• Work to complete:
a. Answer these questions using the 1917 newspaper excerpts.
(i) At which casualty clearing station did Pte. Percy Kennedy die of wounds?
(ii) Which battalion's band escorted Lieut. Ernest Geen on his arrival home?
(iii) On what date did Pte. Harry Thomas Watkin enlist?
b. Carry on the 1917 newspaper excerpts from the point where they stop.

• Text under study:
The Intelligencer January 8, 1917 (page 1)
“Another Stirling soldier has made the supreme sacrifice. Last week Mrs. A. Kennedy received a telegram, stating that her son, Pte. Percy Kennedy, had died of wounds at No. 19 casualty clearing station on December 19.”
[Note: Private Percy Kennedy died on December 19, 1916. He is commemorated on Page 112 of the First World War Book of Remembrance.]
The Intelligencer January 8, 1917 (page 2)
“Reception to Returned Soldier. On Saturday afternoon upon the arrival home of Lieut. Ernest Geen from England, he was escorted by the 254th Battalion Band, and a platoon of the same battalion, accompanied by some officers. Upon arrival at the residence of Rev. A. L. Geen, West Bridge Street, Lieut. Geen in a few well chosen remarks, thanked the Mayor, the band and the members of the 254th Battalion for the reception accorded him upon his arrival home.
Rev. A. L. Geen also spoke a few words, expressing the thanks of the members of the family for the heartiness of the reception tendered his son upon his return home. The Giver of all good had been watchful over him and permitted him once more to return to his home. Cheers were given for the returned soldier, and the proceedings brought to a close.”
The Intelligencer January 8, 1917 (page 2)
“Another home in this city was plunged in grief yesterday when a message was received from Ottawa conveying the sad intelligence that Pte. Harry Thomas Watkin had died of wounds on November 19th, 1916.
Private Watkin was the only son of Mr. Delos Watkin, a well-known grocer of this city, being in his 28th year. He enlisted in this city on May 23rd, 1915, and was attached to the 38th Battalion, and was stationed in Bermuda for some time, prior to proceeding to Europe. Besides his father, two sisters, Mrs. Wm. Adams, and Miss Cora Watkin, both of this city, are left to mourn his loss.
‘Son,’ as deceased was favorably known, was a young man of genial companionship, straightforward manner, fine character and withal a true soldier, well liked by all who knew him, who will regret very much his demise, caused by wounds received while doing his duty in defence of King and country on the battlefields of France.”

[Items listed in a dataset]
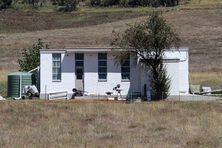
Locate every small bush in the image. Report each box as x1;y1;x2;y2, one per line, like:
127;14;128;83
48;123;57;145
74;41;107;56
51;0;79;12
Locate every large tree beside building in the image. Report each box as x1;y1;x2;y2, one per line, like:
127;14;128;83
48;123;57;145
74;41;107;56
112;12;180;100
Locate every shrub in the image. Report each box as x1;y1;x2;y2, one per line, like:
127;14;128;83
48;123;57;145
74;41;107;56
18;39;44;71
51;0;79;12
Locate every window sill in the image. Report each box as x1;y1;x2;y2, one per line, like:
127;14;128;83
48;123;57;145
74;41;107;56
121;79;130;82
98;79;107;82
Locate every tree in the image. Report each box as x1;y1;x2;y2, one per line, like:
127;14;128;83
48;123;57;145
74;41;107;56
18;39;44;71
111;12;180;100
0;0;12;10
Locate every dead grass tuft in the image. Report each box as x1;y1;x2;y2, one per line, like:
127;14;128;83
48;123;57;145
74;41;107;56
0;100;222;148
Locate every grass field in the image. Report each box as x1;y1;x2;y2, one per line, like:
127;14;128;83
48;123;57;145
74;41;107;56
0;101;222;148
0;0;222;91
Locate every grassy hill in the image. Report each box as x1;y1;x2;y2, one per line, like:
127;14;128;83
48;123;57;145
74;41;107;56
0;0;222;84
0;100;222;148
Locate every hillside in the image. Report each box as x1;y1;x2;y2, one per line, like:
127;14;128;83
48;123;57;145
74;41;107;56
0;0;222;84
0;100;222;148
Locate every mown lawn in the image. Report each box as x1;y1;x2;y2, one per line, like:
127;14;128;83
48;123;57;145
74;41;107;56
0;100;222;148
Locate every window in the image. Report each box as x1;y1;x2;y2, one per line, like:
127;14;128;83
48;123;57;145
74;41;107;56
75;53;84;80
121;55;130;80
52;53;61;81
98;53;107;80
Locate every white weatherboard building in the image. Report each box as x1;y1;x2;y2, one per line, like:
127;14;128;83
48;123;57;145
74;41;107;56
40;48;189;99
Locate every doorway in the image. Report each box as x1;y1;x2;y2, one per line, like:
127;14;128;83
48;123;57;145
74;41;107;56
75;53;84;91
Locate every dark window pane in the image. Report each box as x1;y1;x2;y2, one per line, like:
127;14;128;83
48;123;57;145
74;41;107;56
98;53;107;60
122;74;130;80
99;61;107;66
99;67;107;73
121;67;130;73
76;69;83;74
76;61;83;67
99;74;107;80
75;53;84;60
52;53;61;80
76;74;82;80
122;61;130;66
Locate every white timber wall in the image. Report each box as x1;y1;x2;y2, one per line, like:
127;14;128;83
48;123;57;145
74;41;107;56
40;53;75;99
84;52;140;96
40;50;189;98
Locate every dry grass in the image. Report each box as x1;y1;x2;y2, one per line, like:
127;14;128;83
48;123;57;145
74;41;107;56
0;69;10;96
0;9;222;72
0;101;222;148
190;72;222;87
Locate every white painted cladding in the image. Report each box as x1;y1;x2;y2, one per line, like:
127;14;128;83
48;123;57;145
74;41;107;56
40;50;189;98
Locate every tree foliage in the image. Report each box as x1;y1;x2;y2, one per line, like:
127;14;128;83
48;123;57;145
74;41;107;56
112;12;180;100
0;0;12;10
18;39;44;71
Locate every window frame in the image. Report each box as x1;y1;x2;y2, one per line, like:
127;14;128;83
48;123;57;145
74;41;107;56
121;54;131;82
97;52;108;81
52;53;62;82
75;53;84;80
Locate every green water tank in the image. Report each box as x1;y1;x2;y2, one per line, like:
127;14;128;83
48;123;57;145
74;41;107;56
8;72;33;98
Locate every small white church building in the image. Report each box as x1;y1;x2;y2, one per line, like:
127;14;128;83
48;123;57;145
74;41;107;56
40;48;189;99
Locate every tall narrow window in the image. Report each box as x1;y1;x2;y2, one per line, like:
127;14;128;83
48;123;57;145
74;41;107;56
75;53;84;80
121;55;130;80
98;53;107;80
52;53;61;81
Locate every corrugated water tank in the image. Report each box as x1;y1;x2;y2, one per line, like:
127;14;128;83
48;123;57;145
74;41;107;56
8;72;32;98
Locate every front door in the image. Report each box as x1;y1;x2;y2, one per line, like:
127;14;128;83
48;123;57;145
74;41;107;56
75;53;84;91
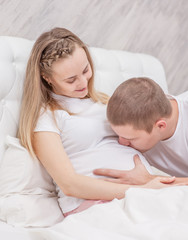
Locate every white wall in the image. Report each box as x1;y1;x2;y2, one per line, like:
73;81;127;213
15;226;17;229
0;0;188;94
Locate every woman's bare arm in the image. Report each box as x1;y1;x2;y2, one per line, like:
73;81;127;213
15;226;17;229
33;132;174;200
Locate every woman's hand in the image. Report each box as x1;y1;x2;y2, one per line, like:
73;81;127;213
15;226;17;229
93;155;156;185
141;177;176;189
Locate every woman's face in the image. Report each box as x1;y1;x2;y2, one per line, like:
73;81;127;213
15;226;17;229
48;47;92;98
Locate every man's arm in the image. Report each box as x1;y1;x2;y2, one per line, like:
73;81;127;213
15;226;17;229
93;155;188;185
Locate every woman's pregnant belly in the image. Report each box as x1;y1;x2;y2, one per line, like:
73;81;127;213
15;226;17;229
57;139;152;213
70;140;152;178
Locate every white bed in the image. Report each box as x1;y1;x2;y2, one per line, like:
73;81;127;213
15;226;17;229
0;36;188;240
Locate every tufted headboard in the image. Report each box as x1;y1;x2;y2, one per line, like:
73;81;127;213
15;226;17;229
0;36;167;163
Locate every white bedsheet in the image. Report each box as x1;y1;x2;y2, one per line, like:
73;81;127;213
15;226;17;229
1;186;188;240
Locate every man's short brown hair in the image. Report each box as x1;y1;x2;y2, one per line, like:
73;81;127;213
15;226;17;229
107;77;172;133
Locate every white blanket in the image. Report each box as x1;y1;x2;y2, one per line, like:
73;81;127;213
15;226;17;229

• Expected outputs:
a.
(i) No. 19 casualty clearing station
(ii) The 254th Battalion
(iii) May 23rd, 1915

b.
[Note: Private Harry Thomas Watkin died on November 19, 1916. He is commemorated on Page 179 of the First World War Book of Remembrance.]
The Intelligencer January 8, 1915 (page 3)
“Dear Sir:—Melbourne Sprague, Belleville’s crippled son and hero will arrive home by Grand Trunk Railway at noon on Tuesday, to-morrow. He will be on the flyer. Postpone your dinner hour until one o’clock and help to make Melbourne feel that he has not sacrificed for us without our full thankfulness and appreciation. Those who do not find it convenient to go to the depot could congregate at the upper bridge which bridges the river, as he will pass that way to his father’s home on North Front St. We might well bury our dignity for half an hour, and on foot surround and accompany him to his home, but a short jaunt up North Front St., and cheer him to the echo. It may help him to bear his burden and make him to feel life is worth living after all.
Ladies and girls could, with much grace, hand him a rose as he passes through the street, for remember he has been fighting for us and has paid the price. Since the hour of arrival is so opportune, how appropriate it would be if the Public and High school students, pupils of the very schools in which he was educated, were to gather at the Upper bridge or along the North Front Street route to cheer, as children only can.
He was an old High School boy and the boys, they would make a splendid guard of honor. High school boys know how to cheer, too, and would do honor to themselves and their school, by honoring one who has spilt much blood that they might continue at school, and all too without a murmur we are told. An Old High School Boy.”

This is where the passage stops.